→ Exercise aim
Transcribe every line from the one containing "Can you spot the snowy" down to the very last line below, including both ends, and omit the pictures from your transcription.

→ Stored data

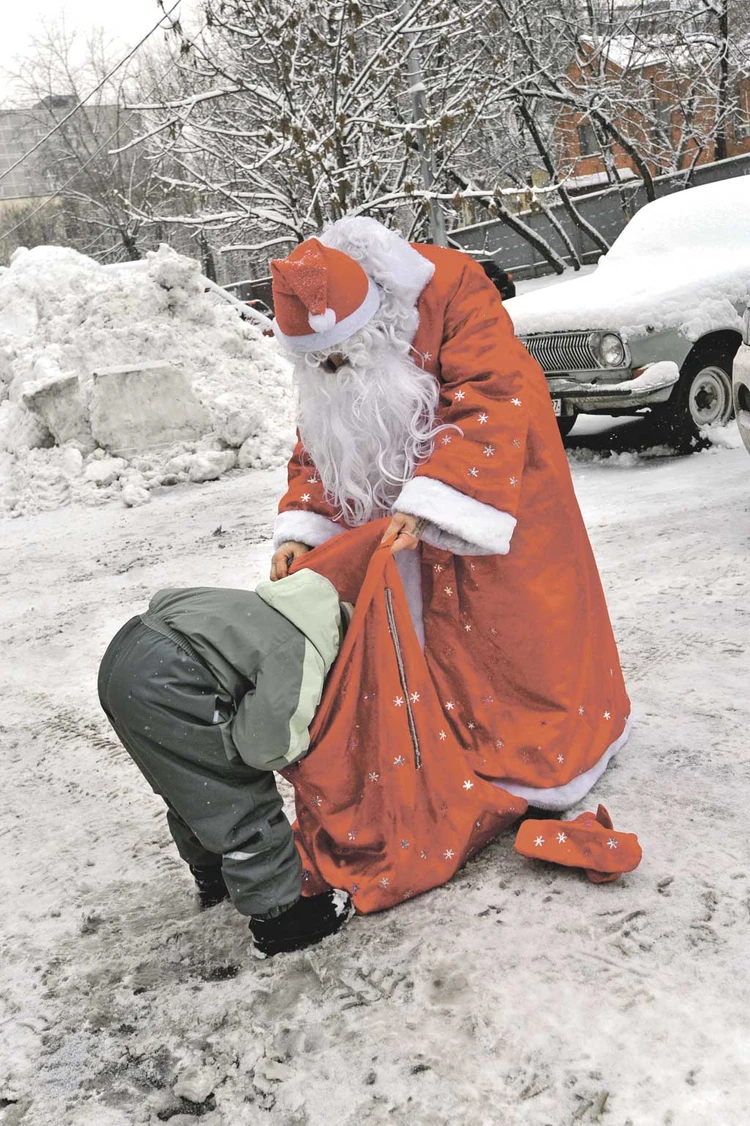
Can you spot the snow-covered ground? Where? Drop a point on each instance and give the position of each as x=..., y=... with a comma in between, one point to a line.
x=519, y=993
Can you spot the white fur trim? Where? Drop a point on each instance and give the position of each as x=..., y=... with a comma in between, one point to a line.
x=321, y=322
x=460, y=524
x=384, y=255
x=317, y=341
x=563, y=797
x=309, y=528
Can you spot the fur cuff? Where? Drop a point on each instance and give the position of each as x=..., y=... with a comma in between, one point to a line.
x=309, y=528
x=460, y=524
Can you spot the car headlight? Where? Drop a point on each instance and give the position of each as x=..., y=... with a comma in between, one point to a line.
x=608, y=348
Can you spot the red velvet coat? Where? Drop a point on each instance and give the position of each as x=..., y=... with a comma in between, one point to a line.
x=518, y=644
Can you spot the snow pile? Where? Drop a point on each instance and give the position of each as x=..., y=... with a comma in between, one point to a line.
x=681, y=262
x=116, y=380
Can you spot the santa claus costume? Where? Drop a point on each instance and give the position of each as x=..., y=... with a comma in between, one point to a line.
x=439, y=412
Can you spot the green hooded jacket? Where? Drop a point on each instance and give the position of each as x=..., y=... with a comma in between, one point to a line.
x=269, y=650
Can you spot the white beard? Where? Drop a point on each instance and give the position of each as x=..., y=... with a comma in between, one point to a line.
x=369, y=425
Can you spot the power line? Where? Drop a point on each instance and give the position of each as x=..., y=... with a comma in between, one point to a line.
x=59, y=191
x=68, y=116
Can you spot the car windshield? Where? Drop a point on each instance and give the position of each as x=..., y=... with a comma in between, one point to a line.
x=714, y=219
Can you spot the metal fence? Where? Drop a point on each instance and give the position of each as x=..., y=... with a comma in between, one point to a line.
x=603, y=209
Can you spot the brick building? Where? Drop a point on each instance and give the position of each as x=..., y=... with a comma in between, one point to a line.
x=669, y=116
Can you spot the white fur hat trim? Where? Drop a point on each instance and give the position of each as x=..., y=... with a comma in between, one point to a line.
x=338, y=331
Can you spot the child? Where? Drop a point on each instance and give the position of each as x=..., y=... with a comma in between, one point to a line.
x=210, y=691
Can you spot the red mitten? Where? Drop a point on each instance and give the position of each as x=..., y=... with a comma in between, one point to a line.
x=589, y=841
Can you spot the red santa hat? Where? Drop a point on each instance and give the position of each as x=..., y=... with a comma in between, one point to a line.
x=321, y=296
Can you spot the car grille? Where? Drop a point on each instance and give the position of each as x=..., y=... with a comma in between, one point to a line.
x=562, y=351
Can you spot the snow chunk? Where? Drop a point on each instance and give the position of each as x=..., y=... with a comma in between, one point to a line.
x=141, y=405
x=207, y=380
x=195, y=1084
x=211, y=464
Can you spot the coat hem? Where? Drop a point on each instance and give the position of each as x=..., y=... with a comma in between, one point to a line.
x=309, y=528
x=564, y=797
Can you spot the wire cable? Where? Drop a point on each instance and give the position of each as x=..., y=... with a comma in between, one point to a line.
x=68, y=116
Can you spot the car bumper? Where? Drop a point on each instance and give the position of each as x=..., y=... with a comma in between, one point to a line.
x=653, y=384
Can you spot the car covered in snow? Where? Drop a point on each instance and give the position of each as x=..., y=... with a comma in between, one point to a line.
x=741, y=382
x=657, y=324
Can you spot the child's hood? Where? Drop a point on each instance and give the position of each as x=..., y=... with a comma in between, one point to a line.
x=310, y=602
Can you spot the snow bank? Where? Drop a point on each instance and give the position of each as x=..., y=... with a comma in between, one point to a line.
x=116, y=380
x=681, y=262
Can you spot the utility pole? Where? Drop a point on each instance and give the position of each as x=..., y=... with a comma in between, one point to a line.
x=419, y=113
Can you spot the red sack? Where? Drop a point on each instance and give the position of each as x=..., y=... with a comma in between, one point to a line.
x=387, y=805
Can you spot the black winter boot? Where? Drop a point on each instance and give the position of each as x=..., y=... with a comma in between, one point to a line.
x=210, y=885
x=307, y=921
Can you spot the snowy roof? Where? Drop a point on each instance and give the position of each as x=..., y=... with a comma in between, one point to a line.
x=681, y=262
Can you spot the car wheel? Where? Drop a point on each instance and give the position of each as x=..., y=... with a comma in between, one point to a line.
x=565, y=423
x=703, y=396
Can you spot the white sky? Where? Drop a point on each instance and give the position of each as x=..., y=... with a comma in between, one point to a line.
x=125, y=23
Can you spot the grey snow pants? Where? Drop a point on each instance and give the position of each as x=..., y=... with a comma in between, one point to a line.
x=163, y=707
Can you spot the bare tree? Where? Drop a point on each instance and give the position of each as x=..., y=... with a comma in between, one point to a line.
x=100, y=187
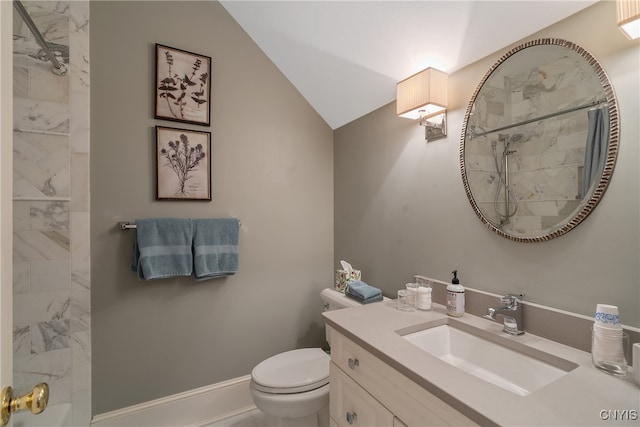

→ Complete response
Can you spot the snowy roof? Where? Drop a point on each instance and give the position of each as x=..., y=... with a comma in between, one point to a line.
x=681, y=262
Can you spot the car wheel? Where? Drop a point on each instance and give the position of each as x=..., y=... with a comma in between, one point to a line.
x=565, y=423
x=703, y=396
Can you spot the white sky? Where? Drop a point on each instance and give the position of each as x=..., y=... with a comma in between, one point to a line.
x=125, y=23
Can you spot the grey snow pants? Where? Drop a point on each instance and give the position of each as x=..., y=... with a comma in between, one point to a line.
x=163, y=707
Can you spot the bare tree? Where? Drop a point on each instance and give the position of each as x=..., y=... with a comma in between, one point to a line.
x=100, y=187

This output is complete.